» **Selected excerpt**:
Poster Uhura and Kirk in 'Star Trek'
Nichelle Nichols as Lt. Uhura and William Shatner as Capt. Kirk in 'Star Trek'
CBS
Saturday Cinema

'Star Trek' and the spirit of the '60s

Sept. 8, 2016 marks the 50th anniversary of the broadcast of the first episode of Star Trek. We're celebrating the birthday of this beloved science fiction franchise with stories and music all week long. Here, Lynne Warfel shares her love of that original series.

None of us pre-adolescent geeks expected it in fifth grade. We had no way of knowing that when NBC was touting its "New 1966 Fall Lineup" it would change our lives for the next half century and beyond.

It all started on Thursday night, Sept. 8, 1966. I faked getting my homework done so I could sit in front of my folks' new Zenith COLOR console TV/hi-fi combo. Then, it happened: this eerie music, this weird spoken prologue about the five-year journey of the Starship Enterprise, and I was hooked always and forever.

To say I was an avid fan would be an understatement. Back then, marketing wasn't what it is today, and the best we could hope for in fan goods were bubble gum trading cards, scale models, and maybe a Star Trek lunch box. No action figures, no DVDs. Comic-Con was decades in the future. As a matter of fact, my best friend Jackie Barney and I were the only Trekkies we knew of in our small, Eastern Pennsylvania town. She was a talented musician early on, and her folks had a large, stereo tape recorder we used every week to record the AUDIO of the show. Then we'd hunker down at her house or mine, listen to the whole show like it was a radio program, and take notes on Star Dates and other factoids. Primitive tech days, to be sure.

Pictures of Shatner and Nimoy (especially Shatner) adorned my room, relegating the Beatles to inside closet doors and distant corners. I tried to recreate a Starfleet uniform with a gold velour shirt with gold rank stripes I glued on the cuffs. I tucked my black pants into my tall winter boots for the bloused Trek appearance, and I was James Tiberius Kirk. One of NBC's promos was to offer a trio of free TV series posters to viewers, so I sent for the 66-67 fall season package. Full size, full color publicity posters for Get Smart, some other boring show, probably a Western, and...Star Trek. The latter hung on my bedroom door years after the show was gone.

» **Provided data**:
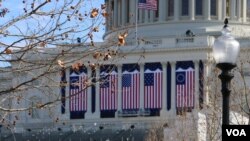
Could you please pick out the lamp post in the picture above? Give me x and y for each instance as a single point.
(225, 51)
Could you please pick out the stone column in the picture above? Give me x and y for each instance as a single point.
(142, 86)
(173, 88)
(233, 9)
(152, 16)
(244, 11)
(219, 9)
(132, 10)
(164, 89)
(176, 10)
(119, 87)
(146, 12)
(140, 20)
(207, 9)
(238, 10)
(192, 9)
(196, 86)
(224, 9)
(162, 10)
(124, 11)
(88, 113)
(97, 97)
(67, 110)
(119, 13)
(207, 71)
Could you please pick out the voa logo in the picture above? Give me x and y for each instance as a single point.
(236, 132)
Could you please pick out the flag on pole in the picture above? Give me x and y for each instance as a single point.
(78, 95)
(108, 90)
(185, 88)
(130, 90)
(147, 4)
(153, 86)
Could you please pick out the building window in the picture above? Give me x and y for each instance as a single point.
(198, 7)
(184, 7)
(170, 8)
(213, 7)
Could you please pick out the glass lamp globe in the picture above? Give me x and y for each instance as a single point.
(226, 48)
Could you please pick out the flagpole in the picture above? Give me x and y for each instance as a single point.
(136, 16)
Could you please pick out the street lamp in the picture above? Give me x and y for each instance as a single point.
(225, 51)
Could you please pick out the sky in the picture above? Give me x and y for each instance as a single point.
(15, 8)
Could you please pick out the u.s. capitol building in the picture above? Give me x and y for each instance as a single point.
(157, 85)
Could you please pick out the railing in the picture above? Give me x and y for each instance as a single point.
(173, 42)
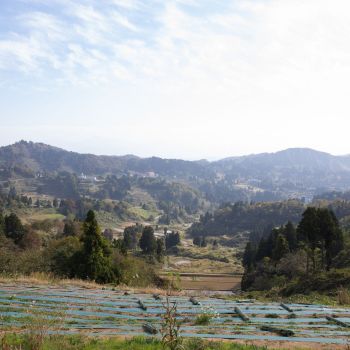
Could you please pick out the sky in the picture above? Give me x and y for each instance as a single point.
(188, 79)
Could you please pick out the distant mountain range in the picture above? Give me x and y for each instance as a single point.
(296, 172)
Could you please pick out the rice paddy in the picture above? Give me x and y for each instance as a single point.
(109, 312)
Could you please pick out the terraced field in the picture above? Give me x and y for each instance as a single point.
(111, 312)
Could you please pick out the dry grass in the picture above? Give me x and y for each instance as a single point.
(45, 278)
(343, 296)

» **Exercise details**: Pick up the essay on 'Star Trek' and the spirit of the '60s after its final sentence and carry it forward. Nothing in the material is needed here.

» **Exercise output**:
I was so crazy about Star Trek, I bought every teen fan magazine that had pictures of anyone in the cast. I knew Shatner went to McGill University, knew the names of his daughters and his then-wife, Gloria. I learned Nimoy copped the Vulcan hand gesture from Jewish liturgy, and was from Boston. When we went on family vacation in the summer of 1967, a copy of the TV Guide with a Trek cast photo on the cover travelled throughout the vacation, propped up on the back deck of the car so I could see it while we drove. I was totally devastated I was going to miss "This Side of Paradise," where Spock falls in love with Jill Ireland. Life was so unfair. Upstate New York with my folks did not make up for missing a single episode of Star Trek, even if the motels had swimming pools.

The creators of Star Trek knew it was appealing to us, that coveted younger audience. The show was brave and sometimes outright controversial in its approach to current events: pacifism, the hippie movement, anti-Vietnam-War sentiment, and the civil rights demonstrations of the day. It often took on racism and prejudice. Remember the Frank Gorshin episode where he played dual characters that seemed identical, but they hated and killed each other because their faces were black and white on mirror-opposite sides? Then there was that first interracial kiss ever on TV, between Kirk and Uhura in "Plato's Stepchildren." A show most definitely ahead of its time.

NBC didn't know what to do with it. Given very mixed reviews, it nonetheless was renewed into a second season, then nearly cancelled, saved only by a huge write in campaign from fans. By the time season three neared its end in June of 1969, however, NBC pulled the plug. The Beatles broke up soon after. It was a truly traumatic time for us new teenagers. The Monkees didn't make up for it.

So that, we thought, was that. We grew up. We went away to college. Watergate began. The Vietnam War ended. We got jobs. We married and had kids. We watched faithfully with those kids, the meager 79 episodes NBC left us with in syndication, and then, in 1979, the news came. Star Trek on the big screen. Star Trek: The Motion Picture.

I was there, three thousand miles from where I became a fan, on opening night at a big old movie palace in L.A. I cheered with the audience at the opening credits. I wept and cheered with fellow fans when we saw the Enterprise again for the first time in a decade.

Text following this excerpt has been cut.